### [What is expected]
Every line from the line containing "Can you find the street" through the final line below must be returned exactly, and no other line.

### [Extracted records]
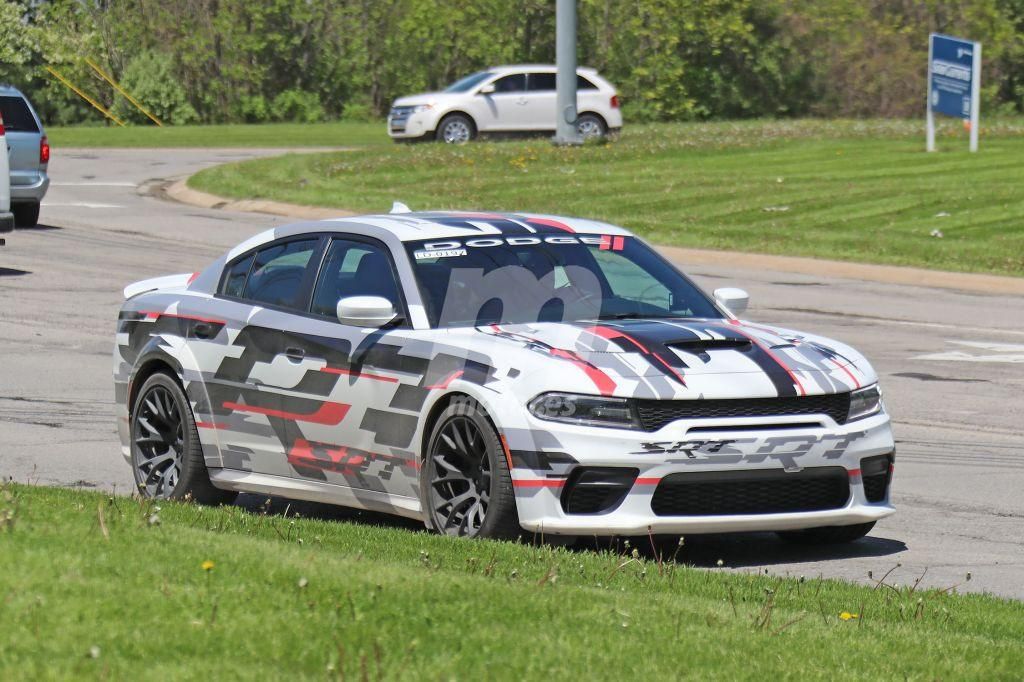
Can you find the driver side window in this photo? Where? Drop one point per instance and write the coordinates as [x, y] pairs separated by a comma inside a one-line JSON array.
[[353, 268]]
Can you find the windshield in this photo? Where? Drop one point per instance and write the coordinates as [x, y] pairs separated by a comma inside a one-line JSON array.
[[508, 280], [467, 83]]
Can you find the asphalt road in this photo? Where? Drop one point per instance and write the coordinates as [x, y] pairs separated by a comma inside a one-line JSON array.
[[951, 363]]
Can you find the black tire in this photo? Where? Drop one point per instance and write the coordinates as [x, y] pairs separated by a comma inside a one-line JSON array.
[[166, 455], [469, 467], [829, 535], [590, 126], [26, 215], [456, 129]]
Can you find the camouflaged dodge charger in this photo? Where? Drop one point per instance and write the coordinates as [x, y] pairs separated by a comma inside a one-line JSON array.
[[494, 375]]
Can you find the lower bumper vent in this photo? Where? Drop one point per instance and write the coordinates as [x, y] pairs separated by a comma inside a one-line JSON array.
[[757, 492]]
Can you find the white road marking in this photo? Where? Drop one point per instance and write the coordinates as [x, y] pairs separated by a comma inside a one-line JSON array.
[[81, 205], [93, 184], [1005, 352]]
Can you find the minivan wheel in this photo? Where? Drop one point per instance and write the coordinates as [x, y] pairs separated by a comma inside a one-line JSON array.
[[590, 126], [26, 215], [456, 129], [166, 455], [466, 484]]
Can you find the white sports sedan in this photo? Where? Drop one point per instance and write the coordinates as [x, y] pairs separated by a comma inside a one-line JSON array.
[[494, 375]]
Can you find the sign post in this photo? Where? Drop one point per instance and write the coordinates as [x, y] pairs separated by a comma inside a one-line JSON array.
[[953, 83]]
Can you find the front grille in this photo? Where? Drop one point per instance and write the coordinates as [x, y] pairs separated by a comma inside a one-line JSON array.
[[655, 414], [758, 492], [877, 473]]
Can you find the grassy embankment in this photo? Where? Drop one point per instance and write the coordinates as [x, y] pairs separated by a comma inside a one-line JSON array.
[[839, 189], [98, 587]]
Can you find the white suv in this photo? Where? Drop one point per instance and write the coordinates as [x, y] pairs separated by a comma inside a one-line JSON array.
[[515, 98]]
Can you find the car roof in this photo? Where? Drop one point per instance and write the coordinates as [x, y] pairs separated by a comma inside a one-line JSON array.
[[414, 226], [538, 67]]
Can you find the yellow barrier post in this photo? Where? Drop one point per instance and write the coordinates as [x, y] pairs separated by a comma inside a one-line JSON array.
[[122, 91], [102, 110]]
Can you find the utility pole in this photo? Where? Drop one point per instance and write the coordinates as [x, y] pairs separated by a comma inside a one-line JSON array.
[[565, 55]]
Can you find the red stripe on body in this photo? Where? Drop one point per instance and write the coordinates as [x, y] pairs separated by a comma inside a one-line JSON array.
[[330, 414], [539, 482], [551, 223], [446, 382], [856, 384], [359, 375], [154, 314]]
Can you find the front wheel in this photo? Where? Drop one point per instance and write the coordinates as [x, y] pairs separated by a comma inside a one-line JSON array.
[[829, 535], [456, 129], [166, 455], [466, 485]]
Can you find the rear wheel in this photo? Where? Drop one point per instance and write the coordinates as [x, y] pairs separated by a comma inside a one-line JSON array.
[[590, 126], [167, 457], [829, 535], [26, 215], [456, 129], [466, 485]]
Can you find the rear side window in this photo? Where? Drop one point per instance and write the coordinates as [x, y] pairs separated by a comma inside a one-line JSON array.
[[16, 115], [235, 281], [513, 83], [542, 82], [278, 273]]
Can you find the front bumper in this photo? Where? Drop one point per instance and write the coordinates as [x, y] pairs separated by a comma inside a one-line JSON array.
[[543, 477], [412, 125]]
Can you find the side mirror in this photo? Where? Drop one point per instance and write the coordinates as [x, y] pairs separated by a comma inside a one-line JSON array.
[[733, 300], [366, 311]]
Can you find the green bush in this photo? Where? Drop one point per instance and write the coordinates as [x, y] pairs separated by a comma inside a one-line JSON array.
[[151, 79], [298, 107]]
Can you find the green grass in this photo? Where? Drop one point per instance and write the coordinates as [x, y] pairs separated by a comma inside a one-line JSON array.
[[839, 189], [266, 135], [96, 587]]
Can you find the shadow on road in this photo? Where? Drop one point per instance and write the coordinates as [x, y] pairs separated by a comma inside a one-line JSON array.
[[734, 550]]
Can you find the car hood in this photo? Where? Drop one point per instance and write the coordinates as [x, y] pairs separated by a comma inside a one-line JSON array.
[[679, 356]]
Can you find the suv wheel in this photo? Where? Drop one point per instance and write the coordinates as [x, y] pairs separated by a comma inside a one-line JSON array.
[[456, 129], [466, 485], [26, 215], [590, 126], [166, 455]]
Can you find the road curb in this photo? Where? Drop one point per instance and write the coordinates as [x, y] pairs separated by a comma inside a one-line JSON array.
[[181, 193], [915, 276]]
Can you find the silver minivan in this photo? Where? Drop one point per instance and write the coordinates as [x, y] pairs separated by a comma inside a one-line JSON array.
[[29, 155]]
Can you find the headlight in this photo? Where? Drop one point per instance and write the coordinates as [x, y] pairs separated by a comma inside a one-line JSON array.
[[586, 410], [864, 402]]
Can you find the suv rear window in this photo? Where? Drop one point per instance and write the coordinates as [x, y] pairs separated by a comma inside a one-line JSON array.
[[16, 115]]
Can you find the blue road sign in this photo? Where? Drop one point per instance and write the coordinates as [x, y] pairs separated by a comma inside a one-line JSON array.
[[951, 76]]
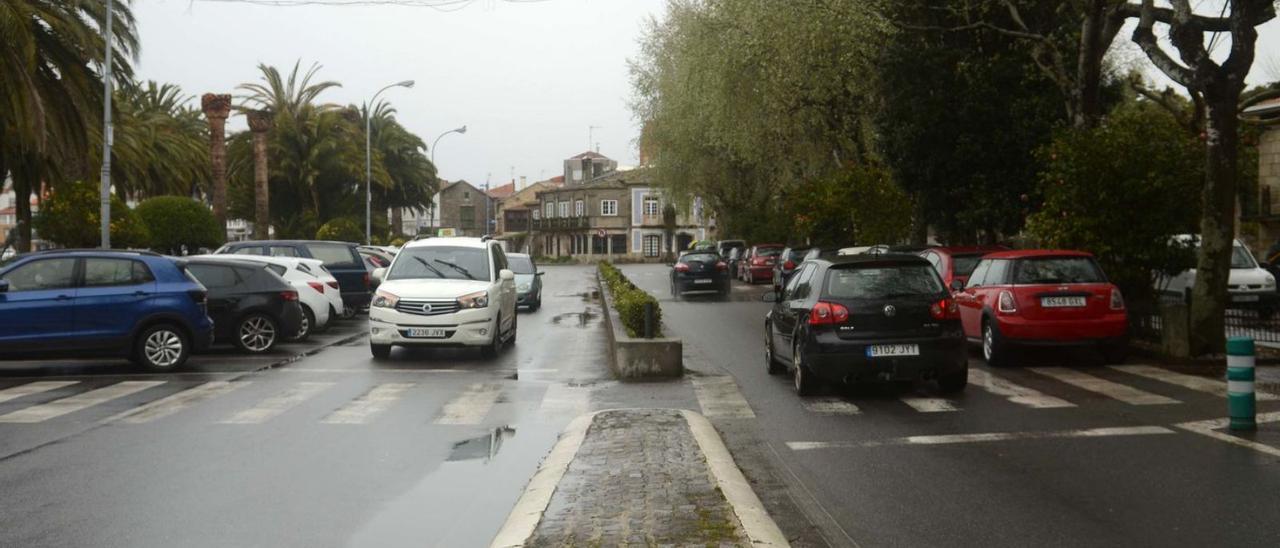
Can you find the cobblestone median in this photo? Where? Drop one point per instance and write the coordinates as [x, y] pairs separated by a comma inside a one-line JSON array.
[[639, 479]]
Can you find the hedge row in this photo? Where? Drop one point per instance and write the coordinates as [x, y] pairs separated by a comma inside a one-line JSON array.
[[629, 301]]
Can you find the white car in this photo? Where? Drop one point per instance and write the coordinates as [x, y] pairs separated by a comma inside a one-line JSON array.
[[318, 290], [1249, 286], [444, 292]]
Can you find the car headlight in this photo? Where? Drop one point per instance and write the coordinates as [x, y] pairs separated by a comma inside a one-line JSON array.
[[384, 300], [478, 300]]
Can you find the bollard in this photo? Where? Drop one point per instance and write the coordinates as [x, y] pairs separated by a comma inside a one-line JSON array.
[[1240, 401]]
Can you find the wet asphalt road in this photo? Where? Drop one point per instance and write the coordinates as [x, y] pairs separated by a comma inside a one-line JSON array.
[[846, 459], [329, 450]]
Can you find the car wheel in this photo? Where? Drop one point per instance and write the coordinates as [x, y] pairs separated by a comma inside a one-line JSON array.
[[771, 361], [954, 382], [807, 384], [256, 333], [161, 348]]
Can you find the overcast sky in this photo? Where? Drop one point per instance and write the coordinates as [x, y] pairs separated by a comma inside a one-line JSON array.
[[528, 80]]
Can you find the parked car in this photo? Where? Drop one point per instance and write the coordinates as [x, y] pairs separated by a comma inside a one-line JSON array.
[[699, 270], [307, 279], [955, 264], [1042, 297], [444, 292], [786, 264], [252, 307], [758, 263], [529, 281], [862, 318], [1248, 284], [342, 259], [136, 305]]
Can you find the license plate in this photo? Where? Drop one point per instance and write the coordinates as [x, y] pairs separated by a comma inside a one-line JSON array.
[[892, 350], [421, 333], [1061, 302]]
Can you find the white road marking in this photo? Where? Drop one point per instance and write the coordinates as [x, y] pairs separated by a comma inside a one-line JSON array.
[[1105, 387], [369, 405], [929, 405], [1013, 392], [720, 397], [830, 406], [470, 406], [1182, 379], [279, 403], [986, 437], [82, 401], [33, 388], [173, 403]]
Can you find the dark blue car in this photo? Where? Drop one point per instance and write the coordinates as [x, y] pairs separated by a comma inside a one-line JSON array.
[[137, 305]]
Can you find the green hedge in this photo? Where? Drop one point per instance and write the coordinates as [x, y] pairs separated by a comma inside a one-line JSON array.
[[629, 301]]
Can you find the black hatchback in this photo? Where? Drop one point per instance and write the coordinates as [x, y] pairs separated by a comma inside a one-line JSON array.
[[699, 270], [252, 307], [860, 318]]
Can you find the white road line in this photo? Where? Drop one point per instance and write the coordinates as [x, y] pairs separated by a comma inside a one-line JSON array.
[[986, 437], [830, 406], [720, 397], [277, 405], [1105, 387], [1013, 392], [369, 405], [929, 405], [561, 400], [173, 403], [1216, 387], [82, 401], [470, 406], [33, 388]]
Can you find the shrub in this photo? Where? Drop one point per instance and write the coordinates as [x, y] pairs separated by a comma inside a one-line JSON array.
[[629, 301], [69, 217], [177, 222]]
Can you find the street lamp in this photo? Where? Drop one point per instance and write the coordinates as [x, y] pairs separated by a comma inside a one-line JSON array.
[[369, 160]]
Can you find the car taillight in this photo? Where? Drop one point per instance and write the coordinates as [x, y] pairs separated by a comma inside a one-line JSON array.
[[945, 309], [1006, 304], [1116, 300], [828, 314]]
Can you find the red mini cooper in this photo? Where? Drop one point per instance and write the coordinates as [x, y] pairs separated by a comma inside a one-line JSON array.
[[1042, 297]]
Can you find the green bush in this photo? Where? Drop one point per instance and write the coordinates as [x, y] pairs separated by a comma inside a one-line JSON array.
[[342, 229], [177, 222], [69, 217], [629, 301]]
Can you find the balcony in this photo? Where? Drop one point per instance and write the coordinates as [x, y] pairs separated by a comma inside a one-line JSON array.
[[562, 223]]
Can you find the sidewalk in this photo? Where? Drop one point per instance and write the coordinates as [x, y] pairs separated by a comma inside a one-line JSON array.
[[639, 478]]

### [Final answer]
Can you find the street lamp in this photo? Where? Drop one point per instance and write the coordinates as [x, y] pairs separated by a comma inside a one-line JSON array.
[[369, 160]]
Can you find the car taillight in this photo? Where? Drop one point per instance and write the coordinates as [x, y] pairs separated by a comma inside a one-line JSON array.
[[945, 309], [1006, 304], [1116, 300], [828, 314]]
Can you find the red mini cooper in this photo? Where? Drop one point per instance and write the coordinates as [x, y] pairs separated by a comma inside a one-line JSON array.
[[1042, 297]]
Can you find the green bush in this photo? Where? Drop one point per instance and write the coordinates as [x, y] pairs separated by a comma inside a one-line JSON array.
[[342, 229], [177, 222], [69, 217], [629, 301]]
Can you find the balcony in this photo? Where? Drop one point per instance and write the coordinates as [x, y] pairs separated by a comma inside a one-line JSON array.
[[562, 223]]
Can you find the sidewalk in this photo? Where? Drop one point per instance and write the coordinates as [x, y] pairs separated by a comma inside a one-line JSON array.
[[639, 478]]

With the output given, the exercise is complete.